> What this exercise asks:
1. In the deer-hunting wind tips, how would you say "Your greatest amount of scent comes from your mouth as you breathe." in Spanish?
2. According to the deer-hunting wind tips, what goes into a film canister to serve as a wind indicator?

===== Document text

Ten Easy Tips For Mastering the Wind

by Steve Sorensen
(Originally published in the Warren Times Observer, Warren, PA., October 28, 2006.)
Wind is the whitetail's greatest friend,
and the whitetail hunter's greatest enemy.
One scent-containment clothing advertisement says, "Forget the wind. Just hunt." I'd like that to be true, but I doubt that the high-tech clothing that is supposed to contain human scent will work without taking other steps to minimize your scent.

Most hunters will do anything reasonable to help ensure success, and that includes investing in whatever clothing will help keep you invisible to the deer you're hunting. If you try to beat the deer's eyes by camouflaging your human form, it's reasonable to think that you should do what you can to beat the deer's nose by camouflaging your human scent.

Before investing in an expensive suit of scent-containing clothing, the number one challenge for every deer hunter is to master the wind. Why? Because deer have mastered it. Every day of their lives, their bloodhound noses are the number one key to their survival. Once they're schooled by a couple of seasons of heavy Pennsylvania hunting pressure they have acquired a big advantage. The odds are that you will not kill a mature deer if he smells you.

Wind is the whitetail's greatest friend, and the whitetail hunter's greatest enemy. It's vitally important to "play the wind," and it's nowhere more important than here in the land of constantly shifting, changing, mind-blowing winds. The wind is usually on the deer's side in this seasonal war because it is dramatically unreliable for the hunter.

Master the wind and you will kill deer, but that's easier said than done. Perhaps these ten tips on coping with the wind will help you:

1. Become a student of the weather. Watch the Weather Channel or use one of the weather forecasting web sites such as www.weather.com, or the government's weather service site at www.nws.noaa.gov.

2. Remember that the wind isn't necessarily doing what the weather report says it's doing, so check the wind as you're driving to your hunting area by looking at flags, leaves, car exhaust, anything that the wind moves.

3. Plan ahead where you'll enter the woods, and enter the woods with the wind in your face.

4. Check constantly for changes in the wind. On all but the rarest of days, it will change, so be ready to alter your tactics accordingly.

5. Use a wind indicator. I put some milkweed fluff in a film canister and pin it to my vest. For as far as you can see it, it shows where the wind is going. Use it often. It doesn't hurt to also tie a thread to your bow or gun for a constant visual indicator.

6. Don't hunt a stand when the wind isn't right for that stand. If it's true that your best chance of killing a buck is during the first few times you use a stand, then you should use it only when the wind is right.

7. Eat something, an apple preferably. Your greatest amount of scent comes from your mouth as you breathe. Baking soda, if you can stand it, will neutralize mouth odors. Eating an apple will help cover remaining scent. I think anything will help -- even peanut butter might change a deer's reaction from alarm to curiosity.

8. Take steps to minimize the many ways in which you deposit your scent in the woods. For example, whenever you touch a tree, your hands leave your scent there and deer passing downwind will notice it. Avoid touching anything unnecessarily -- you might even want to wear latex gloves.

9. Remember thermals. Wind isn't the only thing that causes air to move. In the evening air cools as the sun gets low on the horizon, so it condenses, becomes heavier, and moves downhill. The opposite happens in the morning -- the sun warms the air and causes rising thermals.

10. Think about the obstructions and terrain features that divert the wind. The wind might skirt a dense grove of hemlocks, or swirl against a steep hillside, or get channeled through a narrow valley.

If you've done all of the above you've taking major steps toward mastering the wind, and you probably won't need expensive scent containment clothing.

==========
===== Data excerpt

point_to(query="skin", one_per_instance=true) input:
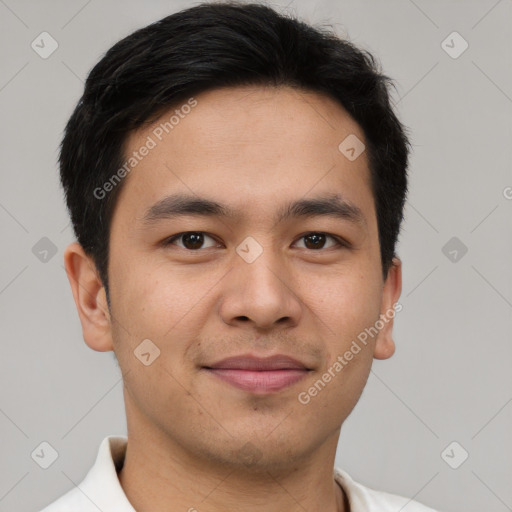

==========

> Answers per task:
1. La mayor cantidad de tu olor proviene de tu boca al respirar.

2. Milkweed fluff.